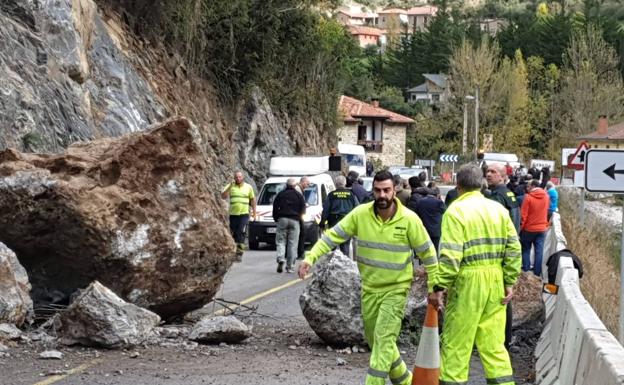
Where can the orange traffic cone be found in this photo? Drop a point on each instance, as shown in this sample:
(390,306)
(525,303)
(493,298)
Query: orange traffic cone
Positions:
(427,367)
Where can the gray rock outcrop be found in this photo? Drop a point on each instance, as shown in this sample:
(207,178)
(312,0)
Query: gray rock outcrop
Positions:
(219,329)
(331,301)
(100,318)
(15,303)
(65,77)
(133,212)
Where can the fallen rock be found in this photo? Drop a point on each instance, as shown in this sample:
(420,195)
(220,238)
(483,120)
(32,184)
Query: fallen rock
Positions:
(15,303)
(527,300)
(219,330)
(134,212)
(98,317)
(415,309)
(9,332)
(51,355)
(331,301)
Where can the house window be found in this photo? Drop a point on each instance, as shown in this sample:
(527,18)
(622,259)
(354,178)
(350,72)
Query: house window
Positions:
(362,132)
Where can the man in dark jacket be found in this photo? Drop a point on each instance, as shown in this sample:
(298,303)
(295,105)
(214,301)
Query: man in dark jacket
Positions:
(337,205)
(428,208)
(495,178)
(288,207)
(359,190)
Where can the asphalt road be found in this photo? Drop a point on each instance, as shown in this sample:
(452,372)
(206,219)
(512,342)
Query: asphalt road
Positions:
(283,350)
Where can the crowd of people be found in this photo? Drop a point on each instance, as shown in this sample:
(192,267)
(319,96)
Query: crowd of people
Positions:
(472,245)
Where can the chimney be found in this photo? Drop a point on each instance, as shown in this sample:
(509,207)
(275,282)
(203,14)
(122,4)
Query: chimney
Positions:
(603,124)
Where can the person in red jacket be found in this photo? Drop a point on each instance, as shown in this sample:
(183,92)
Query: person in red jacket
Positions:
(534,225)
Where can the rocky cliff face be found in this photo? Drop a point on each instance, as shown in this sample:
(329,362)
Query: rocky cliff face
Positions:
(71,72)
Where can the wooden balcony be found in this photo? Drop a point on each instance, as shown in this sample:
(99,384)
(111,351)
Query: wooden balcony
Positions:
(372,145)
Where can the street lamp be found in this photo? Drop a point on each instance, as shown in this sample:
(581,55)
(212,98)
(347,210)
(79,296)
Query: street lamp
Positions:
(465,130)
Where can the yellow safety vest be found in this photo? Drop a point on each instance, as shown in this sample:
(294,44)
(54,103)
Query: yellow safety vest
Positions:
(477,232)
(384,249)
(240,196)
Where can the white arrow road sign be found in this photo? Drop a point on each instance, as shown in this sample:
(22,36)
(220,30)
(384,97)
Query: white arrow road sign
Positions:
(604,171)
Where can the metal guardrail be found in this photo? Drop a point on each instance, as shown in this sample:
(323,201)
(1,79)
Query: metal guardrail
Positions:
(575,347)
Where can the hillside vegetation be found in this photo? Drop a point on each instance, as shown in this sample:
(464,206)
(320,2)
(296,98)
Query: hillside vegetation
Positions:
(285,47)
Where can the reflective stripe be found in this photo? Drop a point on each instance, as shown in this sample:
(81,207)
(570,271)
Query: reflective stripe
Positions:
(499,380)
(383,246)
(451,246)
(377,373)
(485,241)
(402,378)
(481,257)
(449,261)
(383,265)
(340,232)
(396,363)
(424,247)
(329,242)
(429,261)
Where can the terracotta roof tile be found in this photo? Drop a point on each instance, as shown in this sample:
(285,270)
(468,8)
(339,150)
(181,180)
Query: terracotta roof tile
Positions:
(615,132)
(354,109)
(428,10)
(359,30)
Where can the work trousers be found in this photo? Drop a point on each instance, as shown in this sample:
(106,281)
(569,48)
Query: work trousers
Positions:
(301,242)
(474,314)
(286,240)
(382,314)
(238,227)
(530,239)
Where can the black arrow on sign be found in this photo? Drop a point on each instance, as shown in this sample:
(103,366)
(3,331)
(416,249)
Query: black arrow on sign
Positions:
(611,171)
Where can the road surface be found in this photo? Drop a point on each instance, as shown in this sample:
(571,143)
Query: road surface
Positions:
(284,350)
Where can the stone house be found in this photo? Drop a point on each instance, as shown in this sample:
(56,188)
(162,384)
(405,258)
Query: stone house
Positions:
(366,36)
(381,132)
(605,137)
(433,91)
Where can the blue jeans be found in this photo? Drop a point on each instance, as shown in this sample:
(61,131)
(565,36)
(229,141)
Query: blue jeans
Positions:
(527,240)
(287,237)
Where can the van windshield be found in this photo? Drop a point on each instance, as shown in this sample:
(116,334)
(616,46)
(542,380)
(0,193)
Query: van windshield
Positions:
(270,191)
(354,159)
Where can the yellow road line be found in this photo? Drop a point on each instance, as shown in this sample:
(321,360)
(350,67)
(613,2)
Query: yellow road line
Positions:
(261,295)
(78,369)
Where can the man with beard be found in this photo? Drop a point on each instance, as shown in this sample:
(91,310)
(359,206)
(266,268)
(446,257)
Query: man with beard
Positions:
(387,234)
(500,193)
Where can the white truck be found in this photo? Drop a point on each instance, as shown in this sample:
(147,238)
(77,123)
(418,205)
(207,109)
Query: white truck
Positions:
(281,168)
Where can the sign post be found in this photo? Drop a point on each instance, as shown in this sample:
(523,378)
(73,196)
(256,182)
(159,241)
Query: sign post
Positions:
(604,172)
(577,162)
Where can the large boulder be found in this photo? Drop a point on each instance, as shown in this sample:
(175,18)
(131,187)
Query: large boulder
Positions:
(134,213)
(331,301)
(100,318)
(15,303)
(219,329)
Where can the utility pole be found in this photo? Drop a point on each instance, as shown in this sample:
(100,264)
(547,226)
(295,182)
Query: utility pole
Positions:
(465,130)
(476,124)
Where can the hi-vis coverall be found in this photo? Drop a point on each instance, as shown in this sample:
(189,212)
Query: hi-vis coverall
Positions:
(479,257)
(384,257)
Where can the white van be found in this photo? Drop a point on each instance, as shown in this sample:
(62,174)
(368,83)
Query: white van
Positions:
(500,158)
(315,168)
(354,157)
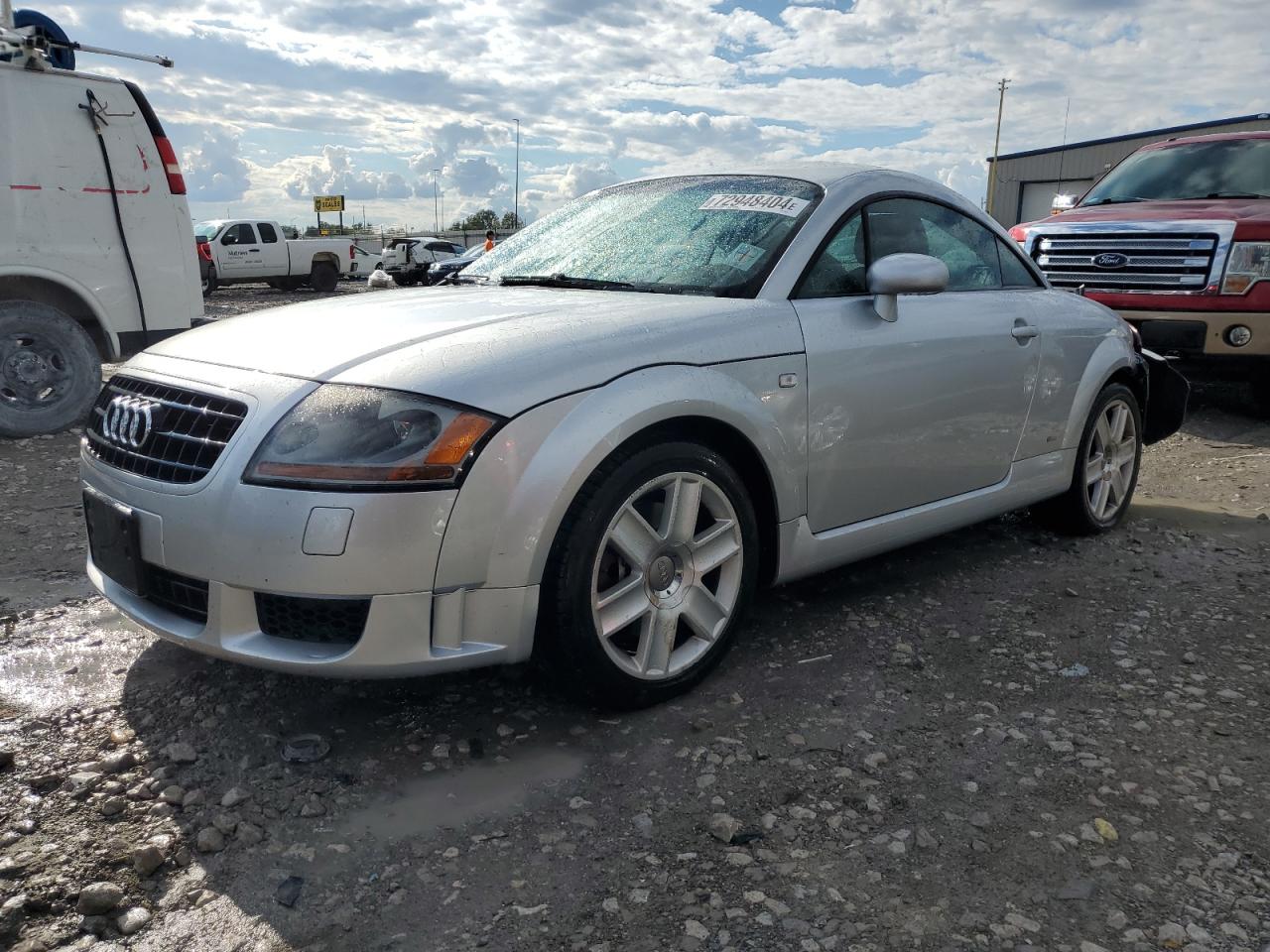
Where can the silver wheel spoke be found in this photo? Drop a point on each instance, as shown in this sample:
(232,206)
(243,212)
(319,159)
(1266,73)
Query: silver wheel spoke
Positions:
(703,613)
(1125,452)
(1093,471)
(1103,430)
(1118,486)
(656,642)
(622,604)
(684,506)
(1100,498)
(634,538)
(1119,416)
(710,555)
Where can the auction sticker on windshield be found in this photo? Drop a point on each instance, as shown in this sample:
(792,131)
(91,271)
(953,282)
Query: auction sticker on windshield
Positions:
(776,204)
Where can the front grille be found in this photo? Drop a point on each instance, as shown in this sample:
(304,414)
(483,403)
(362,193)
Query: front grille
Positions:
(329,621)
(1175,262)
(180,594)
(178,434)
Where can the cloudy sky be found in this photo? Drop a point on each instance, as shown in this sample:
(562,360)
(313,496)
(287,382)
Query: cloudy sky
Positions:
(273,102)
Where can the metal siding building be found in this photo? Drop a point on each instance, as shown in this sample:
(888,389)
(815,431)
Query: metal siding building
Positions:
(1028,181)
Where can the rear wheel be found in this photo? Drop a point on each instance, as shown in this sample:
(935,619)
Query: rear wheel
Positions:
(651,575)
(1106,467)
(324,277)
(50,370)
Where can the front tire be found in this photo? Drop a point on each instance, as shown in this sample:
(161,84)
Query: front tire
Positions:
(324,277)
(50,370)
(1106,467)
(651,574)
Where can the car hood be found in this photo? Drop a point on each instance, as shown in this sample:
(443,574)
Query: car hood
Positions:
(499,349)
(1237,209)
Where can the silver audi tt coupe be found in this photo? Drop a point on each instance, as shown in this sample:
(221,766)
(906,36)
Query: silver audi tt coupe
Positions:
(603,435)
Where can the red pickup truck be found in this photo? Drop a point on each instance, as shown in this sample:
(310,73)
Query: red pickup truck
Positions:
(1176,239)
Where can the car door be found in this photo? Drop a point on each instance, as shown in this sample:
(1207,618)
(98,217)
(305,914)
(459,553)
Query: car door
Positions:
(925,408)
(273,250)
(240,253)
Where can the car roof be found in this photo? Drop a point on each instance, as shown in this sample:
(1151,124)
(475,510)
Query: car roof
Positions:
(824,175)
(1213,137)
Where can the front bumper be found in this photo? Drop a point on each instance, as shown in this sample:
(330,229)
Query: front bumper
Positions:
(1201,333)
(238,540)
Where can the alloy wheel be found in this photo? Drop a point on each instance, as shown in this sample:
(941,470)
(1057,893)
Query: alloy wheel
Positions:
(1110,461)
(667,575)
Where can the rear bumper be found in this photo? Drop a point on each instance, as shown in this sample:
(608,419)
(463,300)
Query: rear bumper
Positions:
(1201,333)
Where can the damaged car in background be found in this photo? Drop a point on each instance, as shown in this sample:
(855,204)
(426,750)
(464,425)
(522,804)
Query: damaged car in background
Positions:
(595,452)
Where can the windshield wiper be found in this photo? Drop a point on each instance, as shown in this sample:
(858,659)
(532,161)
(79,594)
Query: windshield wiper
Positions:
(1115,199)
(564,281)
(1222,194)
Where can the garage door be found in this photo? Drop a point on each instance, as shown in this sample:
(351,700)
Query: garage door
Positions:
(1038,197)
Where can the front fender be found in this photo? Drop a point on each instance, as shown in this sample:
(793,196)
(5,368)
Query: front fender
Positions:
(1112,354)
(518,490)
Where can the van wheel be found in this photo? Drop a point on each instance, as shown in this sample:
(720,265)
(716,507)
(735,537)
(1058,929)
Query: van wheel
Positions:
(1106,468)
(651,575)
(50,370)
(322,277)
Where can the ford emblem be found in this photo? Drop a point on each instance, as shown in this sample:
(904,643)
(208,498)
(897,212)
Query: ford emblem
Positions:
(1110,259)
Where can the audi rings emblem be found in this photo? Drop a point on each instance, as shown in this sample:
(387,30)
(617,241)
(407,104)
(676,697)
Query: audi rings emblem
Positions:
(128,420)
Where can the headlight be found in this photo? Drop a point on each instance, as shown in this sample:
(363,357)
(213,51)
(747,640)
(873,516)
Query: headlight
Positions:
(362,438)
(1248,263)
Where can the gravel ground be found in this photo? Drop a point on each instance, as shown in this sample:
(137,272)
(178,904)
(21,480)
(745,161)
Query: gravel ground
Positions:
(998,739)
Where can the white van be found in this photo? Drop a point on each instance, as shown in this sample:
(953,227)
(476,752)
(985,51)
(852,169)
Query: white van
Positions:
(96,249)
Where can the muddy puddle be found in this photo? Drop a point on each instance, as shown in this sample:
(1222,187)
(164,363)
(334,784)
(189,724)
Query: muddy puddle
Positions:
(453,798)
(72,656)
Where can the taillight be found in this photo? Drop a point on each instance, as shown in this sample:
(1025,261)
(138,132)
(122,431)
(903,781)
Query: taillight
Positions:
(176,180)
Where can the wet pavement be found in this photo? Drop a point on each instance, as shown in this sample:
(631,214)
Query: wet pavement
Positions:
(1000,739)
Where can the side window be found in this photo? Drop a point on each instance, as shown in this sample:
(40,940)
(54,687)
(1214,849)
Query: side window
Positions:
(239,235)
(1014,273)
(969,250)
(838,271)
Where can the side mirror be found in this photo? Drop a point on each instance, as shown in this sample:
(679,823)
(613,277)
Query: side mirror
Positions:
(903,275)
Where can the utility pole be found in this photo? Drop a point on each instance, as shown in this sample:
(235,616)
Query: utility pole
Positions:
(436,214)
(996,146)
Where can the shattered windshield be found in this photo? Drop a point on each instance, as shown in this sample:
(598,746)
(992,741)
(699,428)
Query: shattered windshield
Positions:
(697,235)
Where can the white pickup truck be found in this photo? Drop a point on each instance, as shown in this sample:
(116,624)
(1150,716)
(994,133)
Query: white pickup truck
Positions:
(253,250)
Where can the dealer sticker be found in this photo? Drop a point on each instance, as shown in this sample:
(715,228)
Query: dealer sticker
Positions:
(775,204)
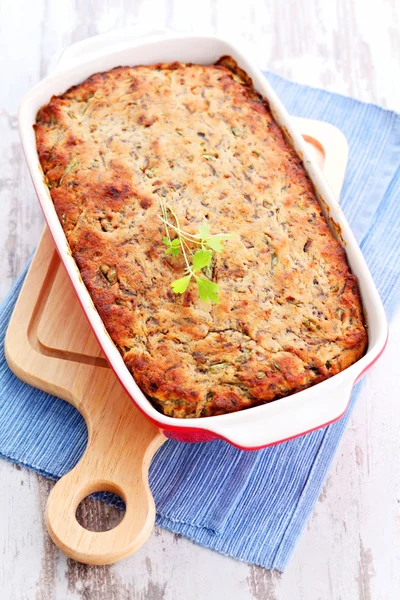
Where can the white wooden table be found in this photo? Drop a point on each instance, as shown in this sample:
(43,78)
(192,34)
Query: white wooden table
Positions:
(351,546)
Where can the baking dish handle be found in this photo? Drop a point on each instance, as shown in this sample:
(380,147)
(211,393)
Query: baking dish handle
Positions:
(100,44)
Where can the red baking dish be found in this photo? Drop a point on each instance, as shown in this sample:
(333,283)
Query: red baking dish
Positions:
(262,425)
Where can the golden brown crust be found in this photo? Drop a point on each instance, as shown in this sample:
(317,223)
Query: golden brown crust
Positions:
(201,138)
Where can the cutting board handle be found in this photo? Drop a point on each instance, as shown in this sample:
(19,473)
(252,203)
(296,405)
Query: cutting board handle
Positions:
(116,460)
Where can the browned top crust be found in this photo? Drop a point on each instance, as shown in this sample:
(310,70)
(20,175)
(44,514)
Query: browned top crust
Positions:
(202,139)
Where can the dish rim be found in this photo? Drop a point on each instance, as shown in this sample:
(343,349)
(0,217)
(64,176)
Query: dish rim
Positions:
(240,428)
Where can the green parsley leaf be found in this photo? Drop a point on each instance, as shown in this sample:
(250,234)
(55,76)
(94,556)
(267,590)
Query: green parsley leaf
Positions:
(201,259)
(173,246)
(208,290)
(179,286)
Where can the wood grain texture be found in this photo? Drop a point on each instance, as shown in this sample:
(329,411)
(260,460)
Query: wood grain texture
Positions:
(351,546)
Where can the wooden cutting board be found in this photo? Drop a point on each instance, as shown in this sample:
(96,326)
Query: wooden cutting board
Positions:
(50,345)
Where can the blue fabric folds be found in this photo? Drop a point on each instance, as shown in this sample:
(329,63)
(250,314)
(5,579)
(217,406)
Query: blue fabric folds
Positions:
(249,505)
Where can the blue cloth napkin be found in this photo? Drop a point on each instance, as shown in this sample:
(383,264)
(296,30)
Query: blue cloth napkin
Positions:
(249,505)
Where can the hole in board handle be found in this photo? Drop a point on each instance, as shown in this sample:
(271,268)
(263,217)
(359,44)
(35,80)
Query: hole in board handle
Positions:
(101,511)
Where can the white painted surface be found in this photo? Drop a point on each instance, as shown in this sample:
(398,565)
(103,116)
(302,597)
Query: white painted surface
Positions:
(351,546)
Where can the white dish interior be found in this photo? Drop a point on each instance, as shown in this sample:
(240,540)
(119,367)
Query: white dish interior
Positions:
(254,427)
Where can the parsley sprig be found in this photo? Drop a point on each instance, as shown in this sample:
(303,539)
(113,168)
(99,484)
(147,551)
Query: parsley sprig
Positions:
(197,250)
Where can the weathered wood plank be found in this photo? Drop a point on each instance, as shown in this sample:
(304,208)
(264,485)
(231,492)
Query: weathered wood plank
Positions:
(351,546)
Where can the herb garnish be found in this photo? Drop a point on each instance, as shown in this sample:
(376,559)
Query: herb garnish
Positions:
(197,251)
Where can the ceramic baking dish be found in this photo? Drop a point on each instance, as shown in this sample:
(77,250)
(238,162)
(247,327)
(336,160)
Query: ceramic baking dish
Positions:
(258,426)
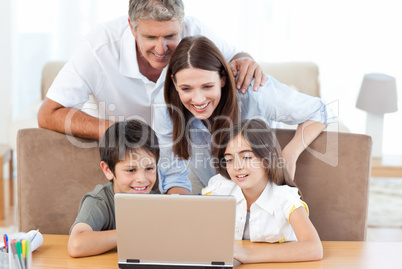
_____
- WORK TO BE COMPLETED -
Switch "photo" to "picture" in the listing, from the line with "Where can the parsley" through the end of the listing, and give back only those lines, otherwise unchanged and without the pictures.

- FINISHED ANSWER -
Where can the parsley sprig be found in this picture? Drop a point on each instance, as shown in this sample:
(303,539)
(113,168)
(99,484)
(147,551)
Query: parsley sprig
Positions:
(197,250)
Where can the weathered wood plank be found in this picture? Drop a point on each instance, as shown in this sample:
(304,208)
(264,485)
(231,492)
Query: weathered wood plank
Positions:
(351,546)
Where can the herb garnish be found in this picture? Drop a point on each instance, as shown in this sample:
(376,559)
Query: herb garnish
Positions:
(197,251)
Where can the ceramic baking dish be found in this picture? Drop a point on each instance, as shown in this sample:
(77,250)
(238,162)
(247,327)
(336,160)
Query: ceramic baking dish
Positions:
(258,426)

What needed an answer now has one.